-- Excerpted passage follows --

But it doesn’t stop there, oh no.
Utah, specifically Kaysville (population ~30,000) where a bright young teenage spark has decided to step outside of his “safe space” to set up a grassroots lobbying effort to get stricter regulations and laws passed for e-cigarettes. Instead of doing all the things teens usually do, like going out, getting drunk, spending time with friends, playing games. You know, teenagery things. Instead, this teenager is using his time to form a group to lobby a State Representative to support a Bill to “make it tougher for teenagers to buy e-cigarettes, put restrictions on advertising the products and place a hefty sales tax on e-cigarettes.”
Apparently this poor benighted teenager didn’t have a clue how “bad the problem of e-cigarettes” was until he heard a presentation at his school. But instead of questioning everything like a good little boy, he took it all on-board and decided to create SAEV – Students Against Electronic Vaping.
Indeed. Apparently, this impressionable youth listened carefully to this presentation which cited:
Siler said studies have shown that the percentage of e-cigarette-using teenagers in Utah between the ages of 13 and 18 has almost doubled in two years. In 2013, 12 percent of Utah teenagers used e-cigarettes on a daily basis. Now about 22 percent of teenagers are using the devices, he said.
“The numbers are growing exponentially,” Siler told a group of students, school administrators, parents and city officials who met recently at Davis High School for the SAEV kickoff meeting.
Even more bizarre is that this youngling hopes that other students and parents will join this grassroots movement to be a loud voice at the Legislature. So already lobbying for a State Representative to support a Bill, he wants other teens to join in the “fun” too. But there’s more:
The liquid comes in more than 7,700 flavors, which include bubble gum, root beer, gummy bear and cotton candy, Silar said.
“They cater to children,” Silar said. “These are flavors that appeal to kids.”
Ray said tobacco companies want to get kids addicted to e-cigarettes “because if they don’t, they will go out of business.”
“This is not a moral issue,” Ray told the group. “This is a health issue.”
Hyde said he was shocked to learn that nicotine poisoning from e-cigarettes has increased dramatically across the nation in the past few years.

-- Excerpted passage concluded --
-- Material supplied follows --

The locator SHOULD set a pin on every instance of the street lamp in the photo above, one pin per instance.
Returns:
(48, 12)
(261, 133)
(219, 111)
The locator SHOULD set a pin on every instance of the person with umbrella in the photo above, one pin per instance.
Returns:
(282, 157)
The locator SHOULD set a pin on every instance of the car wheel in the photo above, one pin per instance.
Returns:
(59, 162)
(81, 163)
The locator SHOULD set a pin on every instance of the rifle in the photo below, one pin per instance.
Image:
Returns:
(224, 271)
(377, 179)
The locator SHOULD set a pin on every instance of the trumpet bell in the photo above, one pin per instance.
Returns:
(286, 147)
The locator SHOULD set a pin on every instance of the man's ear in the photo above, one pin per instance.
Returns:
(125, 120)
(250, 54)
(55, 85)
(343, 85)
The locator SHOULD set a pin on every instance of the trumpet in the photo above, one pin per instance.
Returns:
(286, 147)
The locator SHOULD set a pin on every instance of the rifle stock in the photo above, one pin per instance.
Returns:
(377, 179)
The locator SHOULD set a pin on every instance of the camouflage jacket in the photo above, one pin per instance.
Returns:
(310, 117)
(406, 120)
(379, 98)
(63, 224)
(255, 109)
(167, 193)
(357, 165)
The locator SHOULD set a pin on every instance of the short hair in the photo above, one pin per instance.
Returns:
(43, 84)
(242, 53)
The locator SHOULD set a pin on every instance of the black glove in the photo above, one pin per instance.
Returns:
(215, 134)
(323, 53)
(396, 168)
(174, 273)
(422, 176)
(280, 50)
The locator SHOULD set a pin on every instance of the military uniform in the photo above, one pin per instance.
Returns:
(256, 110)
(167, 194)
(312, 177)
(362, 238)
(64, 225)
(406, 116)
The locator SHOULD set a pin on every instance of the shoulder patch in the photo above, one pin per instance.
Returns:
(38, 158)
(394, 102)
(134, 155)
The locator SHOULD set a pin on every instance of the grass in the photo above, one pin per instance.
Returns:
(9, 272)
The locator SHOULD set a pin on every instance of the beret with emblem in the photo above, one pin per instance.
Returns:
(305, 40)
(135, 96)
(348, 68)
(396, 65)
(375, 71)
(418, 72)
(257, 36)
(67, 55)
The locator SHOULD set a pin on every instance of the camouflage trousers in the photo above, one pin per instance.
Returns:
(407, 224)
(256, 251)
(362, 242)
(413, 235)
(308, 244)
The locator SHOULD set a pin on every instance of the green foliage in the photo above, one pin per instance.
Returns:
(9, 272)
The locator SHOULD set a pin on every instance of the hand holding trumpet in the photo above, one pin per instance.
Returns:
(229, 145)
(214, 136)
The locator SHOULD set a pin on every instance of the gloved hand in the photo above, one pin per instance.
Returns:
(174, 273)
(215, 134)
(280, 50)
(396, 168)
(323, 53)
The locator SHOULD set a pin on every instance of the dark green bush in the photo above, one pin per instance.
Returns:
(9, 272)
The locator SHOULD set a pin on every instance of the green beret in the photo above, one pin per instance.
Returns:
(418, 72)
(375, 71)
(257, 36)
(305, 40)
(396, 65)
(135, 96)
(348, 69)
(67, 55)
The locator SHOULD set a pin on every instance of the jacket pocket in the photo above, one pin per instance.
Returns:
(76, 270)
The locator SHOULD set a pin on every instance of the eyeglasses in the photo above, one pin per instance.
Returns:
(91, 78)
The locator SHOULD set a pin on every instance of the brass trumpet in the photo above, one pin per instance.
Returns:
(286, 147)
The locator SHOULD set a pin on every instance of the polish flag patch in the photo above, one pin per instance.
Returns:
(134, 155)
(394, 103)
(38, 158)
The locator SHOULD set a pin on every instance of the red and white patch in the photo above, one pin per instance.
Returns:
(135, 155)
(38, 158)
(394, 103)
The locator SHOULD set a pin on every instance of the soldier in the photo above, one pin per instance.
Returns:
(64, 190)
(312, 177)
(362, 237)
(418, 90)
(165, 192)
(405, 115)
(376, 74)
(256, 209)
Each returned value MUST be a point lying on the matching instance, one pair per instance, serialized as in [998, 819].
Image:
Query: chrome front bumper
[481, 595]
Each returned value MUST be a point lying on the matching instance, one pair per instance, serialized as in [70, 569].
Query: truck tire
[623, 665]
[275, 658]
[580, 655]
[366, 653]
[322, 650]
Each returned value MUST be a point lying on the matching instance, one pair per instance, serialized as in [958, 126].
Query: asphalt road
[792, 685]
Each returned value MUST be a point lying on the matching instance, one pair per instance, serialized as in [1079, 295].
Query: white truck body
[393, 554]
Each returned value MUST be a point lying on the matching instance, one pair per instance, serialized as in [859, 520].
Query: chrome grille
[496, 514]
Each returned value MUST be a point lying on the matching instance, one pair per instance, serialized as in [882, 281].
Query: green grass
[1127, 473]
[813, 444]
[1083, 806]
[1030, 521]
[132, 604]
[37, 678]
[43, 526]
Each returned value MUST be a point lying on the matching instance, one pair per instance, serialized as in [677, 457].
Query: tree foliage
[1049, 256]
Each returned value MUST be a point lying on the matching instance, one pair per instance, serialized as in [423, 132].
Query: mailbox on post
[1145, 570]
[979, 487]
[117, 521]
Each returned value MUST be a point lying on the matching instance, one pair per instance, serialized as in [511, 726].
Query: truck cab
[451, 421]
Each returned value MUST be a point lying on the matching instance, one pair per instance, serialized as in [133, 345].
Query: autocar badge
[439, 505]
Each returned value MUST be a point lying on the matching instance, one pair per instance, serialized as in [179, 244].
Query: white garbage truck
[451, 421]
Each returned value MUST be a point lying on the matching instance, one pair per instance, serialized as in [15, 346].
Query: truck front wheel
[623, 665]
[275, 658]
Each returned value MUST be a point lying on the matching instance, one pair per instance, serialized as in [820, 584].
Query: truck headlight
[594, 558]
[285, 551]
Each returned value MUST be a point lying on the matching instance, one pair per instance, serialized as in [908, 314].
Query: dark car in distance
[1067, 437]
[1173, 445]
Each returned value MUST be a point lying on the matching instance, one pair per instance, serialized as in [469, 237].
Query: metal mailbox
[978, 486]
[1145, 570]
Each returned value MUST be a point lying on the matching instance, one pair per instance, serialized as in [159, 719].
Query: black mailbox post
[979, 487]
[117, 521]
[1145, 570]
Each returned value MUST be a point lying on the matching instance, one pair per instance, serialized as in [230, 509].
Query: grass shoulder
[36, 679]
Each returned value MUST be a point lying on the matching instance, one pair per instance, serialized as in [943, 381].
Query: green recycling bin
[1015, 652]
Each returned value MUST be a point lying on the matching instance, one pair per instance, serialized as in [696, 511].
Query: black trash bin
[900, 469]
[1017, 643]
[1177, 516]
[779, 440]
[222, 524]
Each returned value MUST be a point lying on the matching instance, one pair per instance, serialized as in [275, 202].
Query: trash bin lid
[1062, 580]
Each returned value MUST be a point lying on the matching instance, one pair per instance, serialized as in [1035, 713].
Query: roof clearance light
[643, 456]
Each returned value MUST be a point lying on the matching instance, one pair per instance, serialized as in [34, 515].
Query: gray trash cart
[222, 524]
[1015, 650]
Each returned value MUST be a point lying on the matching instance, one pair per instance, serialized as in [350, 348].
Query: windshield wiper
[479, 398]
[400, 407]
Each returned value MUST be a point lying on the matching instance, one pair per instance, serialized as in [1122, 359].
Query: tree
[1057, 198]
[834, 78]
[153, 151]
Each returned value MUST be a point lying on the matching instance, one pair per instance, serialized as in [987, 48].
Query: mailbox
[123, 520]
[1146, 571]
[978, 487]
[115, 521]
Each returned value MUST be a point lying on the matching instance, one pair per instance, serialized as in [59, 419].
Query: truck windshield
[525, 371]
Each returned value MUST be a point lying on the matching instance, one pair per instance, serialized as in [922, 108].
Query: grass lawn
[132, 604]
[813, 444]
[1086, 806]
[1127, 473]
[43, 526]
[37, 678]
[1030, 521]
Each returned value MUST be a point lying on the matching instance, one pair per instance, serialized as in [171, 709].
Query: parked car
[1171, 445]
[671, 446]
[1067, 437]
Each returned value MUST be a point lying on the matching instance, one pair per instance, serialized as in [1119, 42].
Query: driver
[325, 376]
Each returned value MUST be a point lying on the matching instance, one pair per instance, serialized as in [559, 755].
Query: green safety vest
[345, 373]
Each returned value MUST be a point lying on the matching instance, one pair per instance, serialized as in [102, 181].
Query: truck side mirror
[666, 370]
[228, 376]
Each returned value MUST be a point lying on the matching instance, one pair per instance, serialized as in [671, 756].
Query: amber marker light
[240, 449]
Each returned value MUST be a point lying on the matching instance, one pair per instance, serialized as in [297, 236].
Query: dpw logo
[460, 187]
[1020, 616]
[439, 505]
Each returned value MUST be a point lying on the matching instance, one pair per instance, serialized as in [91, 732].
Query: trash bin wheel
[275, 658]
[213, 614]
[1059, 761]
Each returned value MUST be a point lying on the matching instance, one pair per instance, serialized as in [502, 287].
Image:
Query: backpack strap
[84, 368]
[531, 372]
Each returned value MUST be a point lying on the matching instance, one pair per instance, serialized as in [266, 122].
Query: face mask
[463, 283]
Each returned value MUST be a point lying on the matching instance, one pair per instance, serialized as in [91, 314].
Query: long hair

-- Material supplied concluded --

▶ [What is required]: How would you render this sentence from the e-cigarette passage in Spanish: "“This is not a moral issue,” Ray told the group."?

▶ [Written answer]: "Esto no es una cuestión moral", le dijo Ray al grupo.